## REQUIREMENT
The expected output is the complete data, reproduced exactly.

## DATA FOR THIS TASK
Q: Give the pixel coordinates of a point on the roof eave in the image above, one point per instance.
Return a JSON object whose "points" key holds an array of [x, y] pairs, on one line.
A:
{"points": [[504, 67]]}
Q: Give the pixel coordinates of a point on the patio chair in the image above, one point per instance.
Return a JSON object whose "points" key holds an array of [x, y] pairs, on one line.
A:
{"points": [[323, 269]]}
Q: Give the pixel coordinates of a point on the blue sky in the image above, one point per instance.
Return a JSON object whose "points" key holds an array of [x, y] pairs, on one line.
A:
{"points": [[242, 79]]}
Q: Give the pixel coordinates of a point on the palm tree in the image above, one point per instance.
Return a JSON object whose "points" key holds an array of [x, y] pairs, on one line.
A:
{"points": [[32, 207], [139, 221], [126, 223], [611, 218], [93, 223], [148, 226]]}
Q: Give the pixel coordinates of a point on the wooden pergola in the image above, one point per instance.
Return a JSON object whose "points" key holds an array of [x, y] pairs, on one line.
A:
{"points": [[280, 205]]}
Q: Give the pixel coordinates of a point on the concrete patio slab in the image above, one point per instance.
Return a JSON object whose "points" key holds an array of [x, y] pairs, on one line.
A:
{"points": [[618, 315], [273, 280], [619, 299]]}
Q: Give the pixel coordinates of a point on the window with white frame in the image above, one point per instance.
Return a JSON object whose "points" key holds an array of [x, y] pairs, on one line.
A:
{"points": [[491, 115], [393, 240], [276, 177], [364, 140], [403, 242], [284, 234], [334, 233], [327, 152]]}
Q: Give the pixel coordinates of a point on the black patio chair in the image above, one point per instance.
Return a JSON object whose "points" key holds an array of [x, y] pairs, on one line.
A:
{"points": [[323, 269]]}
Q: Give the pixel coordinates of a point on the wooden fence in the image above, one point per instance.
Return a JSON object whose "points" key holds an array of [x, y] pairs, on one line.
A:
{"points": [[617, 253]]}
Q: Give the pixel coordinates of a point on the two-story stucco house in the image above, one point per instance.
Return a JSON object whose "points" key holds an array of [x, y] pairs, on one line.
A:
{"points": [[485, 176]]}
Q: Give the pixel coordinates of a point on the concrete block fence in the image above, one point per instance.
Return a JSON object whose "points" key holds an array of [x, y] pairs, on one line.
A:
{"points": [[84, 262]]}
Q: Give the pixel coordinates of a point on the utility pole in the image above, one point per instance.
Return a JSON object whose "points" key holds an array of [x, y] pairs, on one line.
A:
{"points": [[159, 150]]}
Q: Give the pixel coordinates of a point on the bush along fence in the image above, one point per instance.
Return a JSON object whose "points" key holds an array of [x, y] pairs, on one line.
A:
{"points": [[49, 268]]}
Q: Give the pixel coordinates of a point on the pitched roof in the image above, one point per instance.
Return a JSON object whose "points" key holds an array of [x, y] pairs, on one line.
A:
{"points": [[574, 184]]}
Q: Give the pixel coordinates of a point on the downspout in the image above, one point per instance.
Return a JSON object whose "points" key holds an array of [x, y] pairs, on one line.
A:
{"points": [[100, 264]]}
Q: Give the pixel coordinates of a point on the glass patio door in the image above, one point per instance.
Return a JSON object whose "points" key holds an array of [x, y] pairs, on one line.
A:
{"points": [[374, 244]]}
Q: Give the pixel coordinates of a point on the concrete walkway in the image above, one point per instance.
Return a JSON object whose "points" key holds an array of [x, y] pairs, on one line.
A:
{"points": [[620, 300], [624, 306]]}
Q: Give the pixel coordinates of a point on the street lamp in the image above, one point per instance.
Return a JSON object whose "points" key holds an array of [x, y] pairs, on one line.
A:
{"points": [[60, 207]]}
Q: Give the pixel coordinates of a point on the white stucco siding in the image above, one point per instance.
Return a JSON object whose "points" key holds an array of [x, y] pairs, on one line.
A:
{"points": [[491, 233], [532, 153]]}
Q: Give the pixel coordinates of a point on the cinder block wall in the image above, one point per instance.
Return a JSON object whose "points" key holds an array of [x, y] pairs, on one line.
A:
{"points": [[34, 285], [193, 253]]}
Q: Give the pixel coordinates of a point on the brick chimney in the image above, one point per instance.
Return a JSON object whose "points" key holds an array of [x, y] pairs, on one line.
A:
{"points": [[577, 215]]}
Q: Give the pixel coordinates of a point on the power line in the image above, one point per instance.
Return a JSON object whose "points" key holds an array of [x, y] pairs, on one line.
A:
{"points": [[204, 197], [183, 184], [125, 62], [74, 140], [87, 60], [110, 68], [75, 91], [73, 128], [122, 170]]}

## ANSWER BELOW
Q: Give the pixel coordinates of a point on the roof eave in the image above, one point per instance.
Return a JSON object whose "points" key holds an array of [x, y] pairs, on one line.
A:
{"points": [[504, 67]]}
Q: Give the pixel coordinates of a point on the patio chair in the image above, one point per instance.
Return a JSON object whose "points" key holds an array of [x, y] pairs, on one line.
A:
{"points": [[323, 269]]}
Q: Give the pixel coordinates of a point on the blue sky in the image above, one point per instance.
Return a JSON object whose "points" key holds an array of [x, y] pairs, on one line.
A:
{"points": [[242, 79]]}
Q: Give the pixel coordinates of a point on the palm tree in the image above, one point per instance.
Return a JSON object whose "points" key holds an array of [x, y] pairs, on one line.
A:
{"points": [[32, 207], [139, 221], [126, 223], [611, 218], [93, 223], [148, 226]]}
Q: Give the pixel coordinates of a point on the wooden pergola in the image above, one point per instance.
Return a JSON object whose "points" key holds an array of [x, y] pairs, on one line.
A:
{"points": [[280, 205]]}
Q: Give the pixel coordinates of a point on the concrete patio slab in the image above, one point per instance.
Return a JSON object whose "points" key holds an array of [x, y] pairs, on one line.
A:
{"points": [[618, 315], [273, 280], [619, 299]]}
Q: Give the pixel coordinates of a point on the window with white frame in the image above, one point per instance.
Return a JSON object whose "points" key holds an array of [x, y] pairs, on one line.
A:
{"points": [[491, 115], [393, 240], [276, 177], [364, 140], [403, 242], [284, 234], [334, 233], [327, 152]]}
Q: Give the pixel coordinates of a point on the black patio chair in the image above, one point per instance.
Return a JSON object whose "points" key holds an array of [x, y] pairs, on one line.
A:
{"points": [[323, 269]]}
Q: Give the pixel coordinates of a point on the wooden fence in the image above, one point per instance.
Return a JSON object whose "points" key holds an array of [x, y] pairs, on one line.
A:
{"points": [[617, 253]]}
Q: Give the pixel coordinates of a point on the two-story stucco house in the image above, one point per instance.
Return a JSON object whose "points" key holds an array of [x, y] pairs, on one line.
A:
{"points": [[485, 176]]}
Q: Give the pixel coordinates of a point on the concrete block fence in the image above, one point per instance.
Return a JSON object whose "points" key holds an array of [x, y] pairs, on one line.
A:
{"points": [[84, 262]]}
Q: Give the pixel coordinates of a point on the utility pole in the image above, one point per instance.
Return a JSON object whose "points" key holds an array of [x, y] pairs, on one line.
A:
{"points": [[159, 150]]}
Q: Give the pixel coordinates of a point on the bush along fence in the image above, one point per instance.
Return a JSON object whose "points" key holds an array of [x, y] pairs, on one line.
A:
{"points": [[49, 268]]}
Q: Give the pixel coordinates of a point on the pitched roof in the image above, one point per instance.
Return a JSON object whose "points" key holds an array of [x, y] pairs, on one line.
A:
{"points": [[574, 184]]}
Q: Give the pixel coordinates of a point on the downspout in the image above, one point per instance.
Return a JSON object whose "points" key holds an array of [x, y] pairs, on one line.
A:
{"points": [[100, 264]]}
Q: Give the pixel coordinates of a point on the glass patio door in the image above, one point per instance.
Return a JSON object whose "points" key holds an array of [x, y] pairs, on one line.
A:
{"points": [[374, 244]]}
Q: Give the pixel coordinates of a point on the concrete walkway in the image above, one point per instance.
Return a JSON object whose "points" key holds an array of [x, y] pairs, on one line.
A:
{"points": [[620, 300], [624, 306]]}
Q: Give the pixel coordinates of a point on the street lamp in the image above, one point per instance.
Return a JSON object whose "points" key holds an array of [x, y] pairs, on one line.
A:
{"points": [[60, 207]]}
Q: Give the pixel coordinates of a point on the white stucco siding in the image above, one point per instance.
Return a JSON object whose "points" key holds an array of [x, y] pairs, on one line.
A:
{"points": [[491, 233], [532, 153]]}
Q: Give the pixel coordinates of a point on the cinder block wall in the image above, one point per instance.
Return a JSON object whose "points" key holds an array of [x, y] pairs, on one line.
A:
{"points": [[34, 285], [193, 253]]}
Q: Give the pixel coordinates of a point on the brick chimney in the image above, one point per instance.
Return a JSON object whose "points" key holds an array of [x, y] pairs, on one line.
A:
{"points": [[577, 215]]}
Q: Give the pixel coordinates of a point on the power line in the image above, one point per instance.
Return a JSON object whose "points" key holds an array of [x, y] pairs, on one line.
A:
{"points": [[204, 197], [183, 184], [125, 62], [74, 140], [87, 60], [110, 68], [75, 91], [73, 128], [122, 170]]}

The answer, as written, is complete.